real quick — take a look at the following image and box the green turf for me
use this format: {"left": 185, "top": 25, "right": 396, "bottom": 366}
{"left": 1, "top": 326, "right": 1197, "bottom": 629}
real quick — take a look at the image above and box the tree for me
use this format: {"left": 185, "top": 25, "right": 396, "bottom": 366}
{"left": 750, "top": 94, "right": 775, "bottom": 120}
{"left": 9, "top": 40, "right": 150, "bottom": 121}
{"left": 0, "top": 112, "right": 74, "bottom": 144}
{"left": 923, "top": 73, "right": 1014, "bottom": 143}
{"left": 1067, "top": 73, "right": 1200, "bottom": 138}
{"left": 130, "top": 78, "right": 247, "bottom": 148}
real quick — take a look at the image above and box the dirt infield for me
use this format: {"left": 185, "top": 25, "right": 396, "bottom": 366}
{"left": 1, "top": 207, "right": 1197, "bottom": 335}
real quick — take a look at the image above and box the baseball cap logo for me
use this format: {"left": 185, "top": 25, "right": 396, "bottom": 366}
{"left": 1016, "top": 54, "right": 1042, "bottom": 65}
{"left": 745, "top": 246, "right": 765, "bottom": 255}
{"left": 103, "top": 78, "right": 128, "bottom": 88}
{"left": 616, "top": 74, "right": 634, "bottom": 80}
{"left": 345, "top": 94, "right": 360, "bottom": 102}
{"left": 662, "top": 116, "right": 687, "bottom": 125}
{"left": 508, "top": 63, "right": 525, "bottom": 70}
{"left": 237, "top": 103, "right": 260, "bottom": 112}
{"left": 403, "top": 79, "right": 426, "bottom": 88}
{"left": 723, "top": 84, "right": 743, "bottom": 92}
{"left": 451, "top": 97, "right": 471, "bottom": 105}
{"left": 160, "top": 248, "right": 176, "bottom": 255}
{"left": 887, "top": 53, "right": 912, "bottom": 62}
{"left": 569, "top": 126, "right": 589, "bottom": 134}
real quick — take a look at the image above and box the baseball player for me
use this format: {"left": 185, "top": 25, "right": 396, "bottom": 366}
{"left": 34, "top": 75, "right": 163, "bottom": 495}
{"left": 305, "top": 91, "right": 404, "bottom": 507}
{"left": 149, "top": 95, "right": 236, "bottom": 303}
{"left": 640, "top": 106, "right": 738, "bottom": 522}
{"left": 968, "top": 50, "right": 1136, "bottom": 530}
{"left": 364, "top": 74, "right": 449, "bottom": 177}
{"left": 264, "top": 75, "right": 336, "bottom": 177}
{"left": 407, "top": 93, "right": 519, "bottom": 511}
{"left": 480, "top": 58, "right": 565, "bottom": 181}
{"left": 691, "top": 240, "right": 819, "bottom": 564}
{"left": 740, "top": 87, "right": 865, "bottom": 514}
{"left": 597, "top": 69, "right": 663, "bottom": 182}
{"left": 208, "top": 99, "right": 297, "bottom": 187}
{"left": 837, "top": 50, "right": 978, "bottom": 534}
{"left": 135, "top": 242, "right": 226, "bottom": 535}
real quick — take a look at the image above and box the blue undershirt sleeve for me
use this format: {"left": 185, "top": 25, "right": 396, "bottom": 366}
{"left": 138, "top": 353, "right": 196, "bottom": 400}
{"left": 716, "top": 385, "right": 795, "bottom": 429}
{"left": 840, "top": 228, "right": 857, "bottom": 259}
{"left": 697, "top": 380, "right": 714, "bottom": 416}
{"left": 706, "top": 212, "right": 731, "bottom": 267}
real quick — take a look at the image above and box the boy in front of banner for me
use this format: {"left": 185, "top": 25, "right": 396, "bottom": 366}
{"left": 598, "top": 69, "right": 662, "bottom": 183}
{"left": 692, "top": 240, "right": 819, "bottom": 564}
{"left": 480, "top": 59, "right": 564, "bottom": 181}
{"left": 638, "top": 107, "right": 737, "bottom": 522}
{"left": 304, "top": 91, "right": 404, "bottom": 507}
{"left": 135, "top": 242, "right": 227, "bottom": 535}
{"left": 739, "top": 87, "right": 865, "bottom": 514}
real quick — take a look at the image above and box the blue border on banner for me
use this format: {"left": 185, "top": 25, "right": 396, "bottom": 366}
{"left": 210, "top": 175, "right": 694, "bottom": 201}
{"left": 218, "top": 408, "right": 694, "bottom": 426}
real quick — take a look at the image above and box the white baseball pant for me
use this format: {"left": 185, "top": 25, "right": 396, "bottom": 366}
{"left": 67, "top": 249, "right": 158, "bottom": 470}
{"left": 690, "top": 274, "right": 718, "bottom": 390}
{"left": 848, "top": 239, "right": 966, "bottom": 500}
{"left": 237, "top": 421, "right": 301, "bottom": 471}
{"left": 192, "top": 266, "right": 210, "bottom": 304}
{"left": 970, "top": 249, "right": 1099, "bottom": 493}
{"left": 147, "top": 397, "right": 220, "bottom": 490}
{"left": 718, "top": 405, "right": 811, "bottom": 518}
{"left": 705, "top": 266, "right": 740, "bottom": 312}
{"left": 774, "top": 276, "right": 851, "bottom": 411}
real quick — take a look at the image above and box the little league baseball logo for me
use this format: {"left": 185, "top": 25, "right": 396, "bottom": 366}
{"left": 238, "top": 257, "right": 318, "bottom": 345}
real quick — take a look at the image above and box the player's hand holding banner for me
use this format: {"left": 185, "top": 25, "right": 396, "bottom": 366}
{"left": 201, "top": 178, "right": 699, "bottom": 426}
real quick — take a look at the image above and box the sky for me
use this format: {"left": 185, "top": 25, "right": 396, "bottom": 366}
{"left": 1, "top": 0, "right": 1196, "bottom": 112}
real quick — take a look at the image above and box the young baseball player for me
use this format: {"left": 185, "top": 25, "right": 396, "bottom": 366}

-- WORK TO BE COMPLETED --
Each line of the entries that contains the word "baseball" should be listed.

-- OUTPUT --
real quick — take a look at the image above and box the baseball cap logo for me
real quick — take a look at the image above and box the baseball player for me
real quick — take a look at the image above and box the white baseball pant for me
real quick — take a look at the image above and box the little league baseball logo for me
real quick — take a look at the image above and box the young baseball player for me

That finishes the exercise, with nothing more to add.